* **Task to complete**: Each record is to be transcribed exactly.

Items from a dataset
--*--

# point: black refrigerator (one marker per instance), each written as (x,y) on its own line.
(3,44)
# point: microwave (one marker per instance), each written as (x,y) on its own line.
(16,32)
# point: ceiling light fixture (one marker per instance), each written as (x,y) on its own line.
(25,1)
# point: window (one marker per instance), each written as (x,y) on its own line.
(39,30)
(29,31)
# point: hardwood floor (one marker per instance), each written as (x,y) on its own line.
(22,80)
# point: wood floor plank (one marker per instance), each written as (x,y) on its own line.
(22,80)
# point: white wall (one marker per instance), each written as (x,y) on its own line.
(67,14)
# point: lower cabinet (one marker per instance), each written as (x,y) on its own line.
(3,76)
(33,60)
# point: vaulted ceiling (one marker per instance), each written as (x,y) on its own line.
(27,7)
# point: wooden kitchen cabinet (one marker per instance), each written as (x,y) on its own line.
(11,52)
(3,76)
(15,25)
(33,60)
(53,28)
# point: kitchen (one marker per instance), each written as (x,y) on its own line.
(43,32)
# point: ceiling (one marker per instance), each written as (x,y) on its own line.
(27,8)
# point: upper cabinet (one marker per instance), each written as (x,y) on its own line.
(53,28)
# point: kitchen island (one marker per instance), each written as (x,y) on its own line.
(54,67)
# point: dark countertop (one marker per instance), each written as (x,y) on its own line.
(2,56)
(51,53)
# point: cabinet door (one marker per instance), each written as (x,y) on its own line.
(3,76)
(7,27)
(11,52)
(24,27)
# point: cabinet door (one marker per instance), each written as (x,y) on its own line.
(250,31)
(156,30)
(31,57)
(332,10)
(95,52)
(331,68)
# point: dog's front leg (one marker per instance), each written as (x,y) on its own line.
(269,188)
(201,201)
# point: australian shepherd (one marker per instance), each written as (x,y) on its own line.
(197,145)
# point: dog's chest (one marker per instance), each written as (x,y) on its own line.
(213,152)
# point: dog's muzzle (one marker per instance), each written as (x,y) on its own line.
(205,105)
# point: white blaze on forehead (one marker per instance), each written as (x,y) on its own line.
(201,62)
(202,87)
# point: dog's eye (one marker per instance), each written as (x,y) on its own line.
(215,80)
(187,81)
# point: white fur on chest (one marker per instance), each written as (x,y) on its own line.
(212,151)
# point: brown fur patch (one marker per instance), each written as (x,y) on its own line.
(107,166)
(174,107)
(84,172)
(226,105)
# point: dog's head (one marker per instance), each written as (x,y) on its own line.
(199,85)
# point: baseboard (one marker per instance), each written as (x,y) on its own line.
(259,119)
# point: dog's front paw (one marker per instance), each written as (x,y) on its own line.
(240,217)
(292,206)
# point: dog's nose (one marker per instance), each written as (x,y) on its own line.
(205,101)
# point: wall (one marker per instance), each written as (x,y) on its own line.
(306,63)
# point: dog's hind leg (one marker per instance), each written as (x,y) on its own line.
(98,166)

--*--

* **The completed task**:
# point: black refrigerator (one marker per instance), each written as (x,y) on its own line.
(3,44)
# point: microwave (one marker per instance), each written as (x,y) on its own line.
(16,32)
# point: ceiling light fixture (one marker per instance), each written as (x,y) on its own line.
(25,1)
# point: window (one marker per instance), each written as (x,y) on its own line.
(39,30)
(29,31)
# point: hardwood floor (one marker per instance), each written as (x,y) on its own line.
(22,80)
# point: wood floor plank (one marker per instance), each written as (x,y) on its own line.
(22,80)
# point: white wall (one marker per instance), each written as (x,y) on its own line.
(67,14)
# point: lower cabinet (one marker per instance), each written as (x,y) on its own line.
(3,76)
(33,60)
# point: vaulted ceiling (one marker per instance), each written as (x,y) on its own line.
(27,7)
# point: wooden kitchen cabinet (one marker per instance), each written as (x,y) on its own line.
(11,52)
(3,76)
(15,25)
(33,60)
(53,28)
# point: kitchen (one marker per instance), each written as (x,y) on its own line.
(43,32)
# point: ceiling (one marker per instance), each written as (x,y) on its own line.
(27,8)
# point: upper cabinet (one marker per instance), each written as (x,y) on its own line.
(53,28)
# point: kitchen island (one marker per instance), each written as (x,y) on its own line.
(54,67)
# point: dark countertop (one marker per instance), each written as (x,y) on its own line.
(2,56)
(51,53)
# point: cabinet door (one marker per instance), each written as (x,y) on its own line.
(3,76)
(7,27)
(11,52)
(24,27)
# point: cabinet door (one marker per instance), each written as (x,y) on its own line.
(250,31)
(156,30)
(31,57)
(332,10)
(95,52)
(331,68)
# point: dog's front leg (one marker per instance), each written as (x,y) on its own line.
(269,188)
(201,201)
# point: australian shepherd (one marker per instance), each written as (x,y) on its own line.
(197,145)
# point: dog's chest (one marker per instance), each written as (x,y) on its own line.
(213,152)
# point: dog's muzzle (one marker per instance), each written as (x,y) on its own line.
(205,105)
# point: white blaze on forehead (one marker per instance), each written as (x,y) on its own line.
(201,62)
(202,87)
# point: dog's eye (one marker per instance), each written as (x,y) on its own line.
(215,80)
(187,81)
# point: white fur on chest (one marker per instance), each written as (x,y) on its own line.
(212,151)
# point: brown fur patch (one marker per instance), each written as (x,y) on its own line.
(107,166)
(174,107)
(84,172)
(226,105)
# point: dog's head (one marker per instance), each written as (x,y) on its own line.
(199,85)
# point: baseboard (one marker per instance), each written as (x,y) on its own line.
(259,119)
# point: dog's front paw (one marker per instance), each written as (x,y) on its own line.
(240,217)
(292,206)
# point: dog's nose (one marker per instance), each written as (x,y) on its own line.
(205,101)
# point: wall (one marker per instance), each written as (x,y) on its own line.
(306,63)
# point: dog's hind leg (one marker per instance), each written as (x,y) on its own line.
(98,166)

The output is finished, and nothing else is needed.